REQUIRED TASK 1: Render the records as a Markdown table with the columns Row and Line. Start at the line of the records that contains "like [714, 488]." and run through the final line of the records, leaving out blank lines.

PASSAGE SHOWN:
Product Overview
The Medium Voltage Industrial ESS connects directly to 6kV, 10kV, or 35kV distribution networks ,eliminating the step-down transformer that low-voltage systems require and cutting conversion losses, footprint, and cabling cost in the process. This is storage built for the scale of heavy industry: cement plants, steel mills, petrochemical complexes, port terminals, and utility substations where megawatt-class power and multi-megawatt-hour capacity are baseline requirements, not stretch goals.
The architecture uses a cascaded H-bridge (CHB) or modular multilevel converter (MMC) topology to synthesize medium-voltage AC directly from distributed battery modules. Each module operates independently with its own BMS and DC/AC stage, providing inherent redundancy.
Technical Specifications
|
Parameter |
Specification |
|
Battery Chemistry |
LFP (LiFePO₄) |
|
System Capacity |
2MWh-50MWh+ |
|
Rated Power |
1MW-25MW |
|
MV Output Voltage |
6kV/10kV/35kV |
|
Converter Topology |
Cascaded H-Bridge (CHB) or MMC |
|
Output Waveform |
Near-sinusoidal, THD < 2% |
|
Round-Trip Efficiency |
≥ 90% (DC to MV AC, including conversion) |
|
Reactive Power |
4-quadrant, ±1.0 PF range |
|
Fault Ride-Through |
LVRT/HVRT per IEC/IEEE grid codes |
|
Redundancy |
N+1 module-level bypass; hot-swappable modules |
|
Cooling |
Liquid cooling |
|
Communication |
IEC 61850, Modbus TCP, DNP3, SCADA integration |
|
Protection |
MV switchgear with vacuum circuit breaker, differential protection |
|
Operating Temperature |
-25 °C to +55 °C |
|
Certifications |
IEC 62619, IEC 62477, IEC 61000 series, CE |
|
Design Life |
20 years |
|
Footprint (10 MWh reference) |
≈ 200 m² |
Why Medium Voltage
Low-voltage storage systems (<1,000V) work well up to a point. Beyond a few hundred kilowatts, the current becomes enormous, requiring heavy copper busbars, large PCS cabinets, and a step-up transformer to reach the plant's MV bus. Every conversion stage adds loss, cost, and failure points.

REQUIRED TASK 2: Can you write the next part of the page on the medium-voltage industrial energy storage system, picking up after its last sentence?

GIVEN RECORDS:

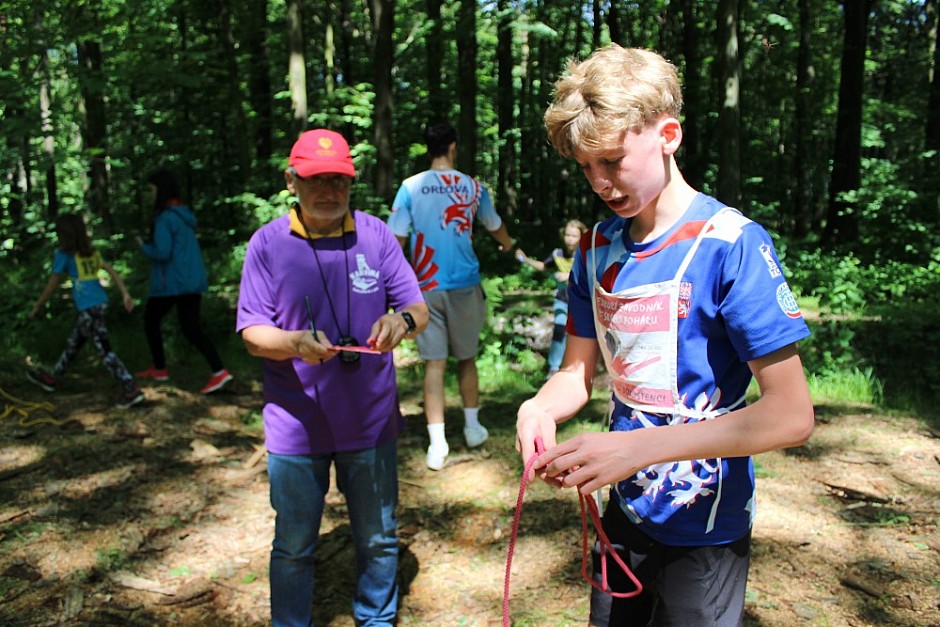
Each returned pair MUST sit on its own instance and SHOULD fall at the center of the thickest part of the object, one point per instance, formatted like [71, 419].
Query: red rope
[588, 506]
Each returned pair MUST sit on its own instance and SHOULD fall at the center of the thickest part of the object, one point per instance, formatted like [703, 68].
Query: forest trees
[809, 115]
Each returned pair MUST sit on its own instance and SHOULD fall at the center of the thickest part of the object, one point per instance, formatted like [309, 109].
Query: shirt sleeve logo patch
[365, 279]
[787, 302]
[772, 266]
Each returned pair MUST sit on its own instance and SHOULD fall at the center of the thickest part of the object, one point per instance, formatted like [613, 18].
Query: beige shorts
[456, 320]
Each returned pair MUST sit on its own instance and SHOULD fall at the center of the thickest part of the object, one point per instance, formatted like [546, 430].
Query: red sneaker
[153, 373]
[217, 381]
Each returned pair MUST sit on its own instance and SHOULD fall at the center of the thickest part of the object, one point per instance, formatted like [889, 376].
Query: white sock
[471, 416]
[436, 433]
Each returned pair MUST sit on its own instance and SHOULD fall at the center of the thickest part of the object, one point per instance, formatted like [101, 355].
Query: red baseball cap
[321, 152]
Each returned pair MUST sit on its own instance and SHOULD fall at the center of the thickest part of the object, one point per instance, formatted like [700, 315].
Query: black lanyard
[329, 299]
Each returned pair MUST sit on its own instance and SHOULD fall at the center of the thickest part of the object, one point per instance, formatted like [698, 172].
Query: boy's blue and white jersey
[438, 210]
[734, 306]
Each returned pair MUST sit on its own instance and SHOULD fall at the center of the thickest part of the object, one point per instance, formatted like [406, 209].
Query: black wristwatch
[409, 321]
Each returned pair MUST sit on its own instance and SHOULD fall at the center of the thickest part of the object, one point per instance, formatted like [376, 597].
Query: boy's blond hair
[613, 91]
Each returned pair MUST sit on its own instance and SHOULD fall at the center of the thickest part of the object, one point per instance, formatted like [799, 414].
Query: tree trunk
[729, 116]
[48, 140]
[259, 90]
[467, 85]
[506, 196]
[804, 122]
[296, 69]
[842, 218]
[613, 25]
[383, 17]
[932, 140]
[239, 153]
[694, 98]
[597, 22]
[94, 131]
[933, 102]
[437, 103]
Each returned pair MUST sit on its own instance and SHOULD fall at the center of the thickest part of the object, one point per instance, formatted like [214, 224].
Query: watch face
[409, 320]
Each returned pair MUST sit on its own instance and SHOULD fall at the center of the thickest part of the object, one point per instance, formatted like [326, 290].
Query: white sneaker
[437, 457]
[475, 435]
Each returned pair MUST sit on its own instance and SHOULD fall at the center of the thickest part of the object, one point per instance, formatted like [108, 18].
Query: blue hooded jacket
[177, 265]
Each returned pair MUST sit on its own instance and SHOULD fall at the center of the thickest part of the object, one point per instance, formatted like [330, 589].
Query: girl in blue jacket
[177, 277]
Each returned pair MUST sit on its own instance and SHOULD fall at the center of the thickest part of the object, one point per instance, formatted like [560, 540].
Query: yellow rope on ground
[23, 408]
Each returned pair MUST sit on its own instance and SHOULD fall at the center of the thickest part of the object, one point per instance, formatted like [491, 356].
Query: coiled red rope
[588, 506]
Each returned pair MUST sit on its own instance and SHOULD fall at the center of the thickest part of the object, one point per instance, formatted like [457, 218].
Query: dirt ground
[158, 515]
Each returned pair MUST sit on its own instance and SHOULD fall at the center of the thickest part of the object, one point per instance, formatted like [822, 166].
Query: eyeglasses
[321, 182]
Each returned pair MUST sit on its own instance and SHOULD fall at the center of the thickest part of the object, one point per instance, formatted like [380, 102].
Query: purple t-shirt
[319, 409]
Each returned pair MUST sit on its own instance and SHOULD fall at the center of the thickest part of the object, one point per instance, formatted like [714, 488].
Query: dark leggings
[187, 310]
[90, 326]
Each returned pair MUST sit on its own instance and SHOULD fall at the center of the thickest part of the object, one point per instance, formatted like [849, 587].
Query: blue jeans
[299, 483]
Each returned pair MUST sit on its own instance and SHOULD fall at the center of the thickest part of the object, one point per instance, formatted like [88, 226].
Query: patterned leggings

WRITTEN REPLY 1:
| Row | Line |
|---|---|
| 1 | Each returned pair MUST sit on its own instance and SHOULD fall at the center of the thickest part of the object, one point per instance, formatted like [714, 488]. |
| 2 | Query: dark leggings |
| 3 | [187, 310] |
| 4 | [90, 326] |
| 5 | Each returned pair MUST sit on its own instance and SHOULD fall at the center of the thickest part of the object, one point per instance, formatted like [849, 587]. |
| 6 | Query: blue jeans |
| 7 | [299, 483] |
| 8 | Each returned pair MUST sit on its own instance and SHOULD fall at the center of the thickest part of the object, one point per instance, formatted like [88, 226]. |
| 9 | Query: patterned leggings |

WRITTEN REPLY 2:
A medium-voltage ESS skips the transformer entirely. The converter generates MV AC natively, connecting directly to the plant's 10 kV or 35 kV switchgear. The result: 2-3% higher system efficiency, 30-40% smaller footprint, significantly less copper, and fewer points of failure. For projects above 2 MW, the economics strongly favor MV architecture.
Core Applications
Large-Scale Industrial Peak Management
Heavy industrial facilities with demand peaks in the multi-megawatt range benefit from direct MV connection. The system shaves peaks at the MV bus level, upstream of all facility transformers, maximizing the impact on billed demand.
Utility Substation Support
Installed at distribution substations, the MV ESS provides capacity firming, voltage regulation, and deferral of transformer upgrades. It connects to the substation bus without additional transformation, simplifying protection coordination.
Renewable Integration at Scale
Large solar or wind farms connected at MV level can pair with MV storage for ramp-rate control, curtailment recovery, and firm capacity delivery, all at the same voltage level as the generation asset.
Typical Application Scenarios
Cement Plant with 35kV Internal Distribution
A cement plant with 15MW average load and 22MW peaks during kiln start-up and raw mill operation deployed a 20MWh/10MW medium-voltage ESS connected directly to its 35kV bus. The system absorbs kiln start-up transients and shaves demand peaks by 7MW, reducing the plant's contracted capacity from 22MW to 15MW.
Port Container Terminal
A container terminal operates 12 ship-to-shore (STS) cranes and 40 rubber-tired gantry (RTG) cranes on a 10kV distribution network. Simultaneous crane operations create demand spikes of 8 MW above baseline. A 10MWh/5MW MV ESS installed at the terminal's main 10kV switchgear absorbs crane peak loads and captures regenerative energy during container lowering. The terminal avoided grid capacity upgrade and reduced peak demand charges by 35%.
Utility Distribution Substation Deferral
A regional utility faces a 10kV distribution transformer nearing its rated capacity during summer cooling peaks. Replacing the transformer would cost $1.8M and require a 6-month outage. Instead, a 5MWh/2.5MW MV ESS was installed at the substation, providing 2 hours of peak support during the 4-month summer season. The transformer upgrade is deferred by 5–7 years, and the ESS earns additional revenue through frequency regulation during off-peak months.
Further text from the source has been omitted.